Start of Records provided

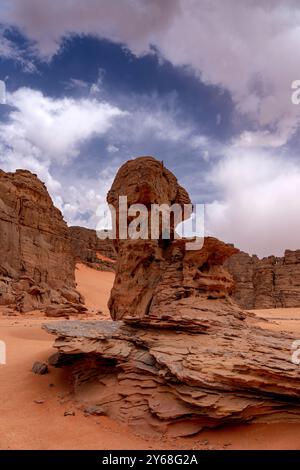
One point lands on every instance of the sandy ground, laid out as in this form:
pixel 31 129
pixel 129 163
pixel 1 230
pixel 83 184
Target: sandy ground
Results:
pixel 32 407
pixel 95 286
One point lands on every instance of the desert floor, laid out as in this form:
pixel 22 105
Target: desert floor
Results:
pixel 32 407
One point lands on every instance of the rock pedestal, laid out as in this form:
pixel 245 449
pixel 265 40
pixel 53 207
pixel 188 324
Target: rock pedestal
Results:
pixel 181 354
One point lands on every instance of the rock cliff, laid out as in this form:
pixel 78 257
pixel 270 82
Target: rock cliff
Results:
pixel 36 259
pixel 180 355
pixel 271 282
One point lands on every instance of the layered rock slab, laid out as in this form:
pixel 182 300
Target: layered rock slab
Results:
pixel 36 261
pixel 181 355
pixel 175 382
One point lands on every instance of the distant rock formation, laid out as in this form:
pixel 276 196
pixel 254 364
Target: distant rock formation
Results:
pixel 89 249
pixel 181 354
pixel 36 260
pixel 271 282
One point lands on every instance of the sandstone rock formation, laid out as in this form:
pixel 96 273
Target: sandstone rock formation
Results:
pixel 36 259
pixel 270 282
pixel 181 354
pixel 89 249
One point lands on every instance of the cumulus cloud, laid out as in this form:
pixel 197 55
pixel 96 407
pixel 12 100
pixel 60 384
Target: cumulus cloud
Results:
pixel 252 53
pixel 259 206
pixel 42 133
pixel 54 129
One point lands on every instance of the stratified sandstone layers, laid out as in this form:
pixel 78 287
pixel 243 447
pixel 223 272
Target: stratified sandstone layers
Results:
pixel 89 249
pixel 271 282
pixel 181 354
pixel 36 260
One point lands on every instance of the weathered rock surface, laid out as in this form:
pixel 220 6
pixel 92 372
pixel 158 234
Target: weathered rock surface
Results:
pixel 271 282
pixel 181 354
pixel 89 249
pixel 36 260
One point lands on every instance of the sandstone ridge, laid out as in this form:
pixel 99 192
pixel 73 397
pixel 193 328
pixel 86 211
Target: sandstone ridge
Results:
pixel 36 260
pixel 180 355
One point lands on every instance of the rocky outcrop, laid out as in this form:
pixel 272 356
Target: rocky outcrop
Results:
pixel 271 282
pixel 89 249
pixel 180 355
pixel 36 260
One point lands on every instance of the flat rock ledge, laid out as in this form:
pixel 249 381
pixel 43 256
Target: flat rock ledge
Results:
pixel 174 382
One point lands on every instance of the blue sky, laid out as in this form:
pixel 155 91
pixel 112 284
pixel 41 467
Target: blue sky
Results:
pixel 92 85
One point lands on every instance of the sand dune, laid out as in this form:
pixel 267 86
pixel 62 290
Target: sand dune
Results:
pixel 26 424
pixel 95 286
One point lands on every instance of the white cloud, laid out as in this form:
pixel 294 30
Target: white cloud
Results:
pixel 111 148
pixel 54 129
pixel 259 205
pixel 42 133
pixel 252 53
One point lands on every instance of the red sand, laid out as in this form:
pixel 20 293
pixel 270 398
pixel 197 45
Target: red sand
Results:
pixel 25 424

End of Records provided
Start of Records provided

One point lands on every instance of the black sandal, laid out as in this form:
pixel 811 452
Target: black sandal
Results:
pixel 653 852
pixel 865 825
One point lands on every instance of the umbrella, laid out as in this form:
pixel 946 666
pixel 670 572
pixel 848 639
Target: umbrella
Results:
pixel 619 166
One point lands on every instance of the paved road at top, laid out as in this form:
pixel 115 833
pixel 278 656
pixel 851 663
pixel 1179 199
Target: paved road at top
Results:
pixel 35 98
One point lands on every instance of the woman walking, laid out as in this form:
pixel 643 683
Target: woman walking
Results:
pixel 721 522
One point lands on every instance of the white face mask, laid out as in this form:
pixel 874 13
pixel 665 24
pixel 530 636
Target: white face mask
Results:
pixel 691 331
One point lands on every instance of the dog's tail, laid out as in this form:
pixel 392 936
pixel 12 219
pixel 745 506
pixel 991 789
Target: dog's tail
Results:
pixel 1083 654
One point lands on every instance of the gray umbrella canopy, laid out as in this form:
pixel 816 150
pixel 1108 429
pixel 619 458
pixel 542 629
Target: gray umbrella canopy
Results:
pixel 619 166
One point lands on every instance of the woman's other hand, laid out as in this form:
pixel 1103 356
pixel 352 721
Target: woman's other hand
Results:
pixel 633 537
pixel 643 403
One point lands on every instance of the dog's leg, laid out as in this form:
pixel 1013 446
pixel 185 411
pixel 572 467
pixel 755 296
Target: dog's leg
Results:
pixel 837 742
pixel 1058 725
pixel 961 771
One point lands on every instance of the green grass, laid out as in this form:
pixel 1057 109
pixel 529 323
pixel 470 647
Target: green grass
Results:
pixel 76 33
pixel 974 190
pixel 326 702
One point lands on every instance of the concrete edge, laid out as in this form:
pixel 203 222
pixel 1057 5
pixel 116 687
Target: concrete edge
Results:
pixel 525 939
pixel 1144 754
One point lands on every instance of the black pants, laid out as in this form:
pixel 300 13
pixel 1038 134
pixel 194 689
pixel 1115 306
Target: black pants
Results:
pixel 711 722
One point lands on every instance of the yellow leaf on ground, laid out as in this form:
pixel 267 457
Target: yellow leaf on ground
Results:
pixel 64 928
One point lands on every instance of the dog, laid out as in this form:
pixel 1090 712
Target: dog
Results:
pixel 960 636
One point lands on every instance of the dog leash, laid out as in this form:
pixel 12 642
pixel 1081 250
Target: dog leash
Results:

End of Records provided

Directive - Express the rows between the line containing "One point lands on every instance of the paved" and the line containing "pixel 691 331", inclusive, as a JSON list of strings with one string per line and no blank lines.

Final result -
[
  "One point lands on every instance of the paved road at top, laid out as in this form:",
  "pixel 115 833",
  "pixel 278 656",
  "pixel 851 663",
  "pixel 1179 199",
  "Target: paved road at top",
  "Results:",
  "pixel 35 98",
  "One point lands on every instance of the woman walking, laid out as in this form:",
  "pixel 643 683",
  "Target: woman walking",
  "Results:",
  "pixel 721 522",
  "One point lands on every instance of the white face mask, laid out as in this form:",
  "pixel 874 13",
  "pixel 665 24",
  "pixel 530 636",
  "Target: white face mask",
  "Results:",
  "pixel 691 331"
]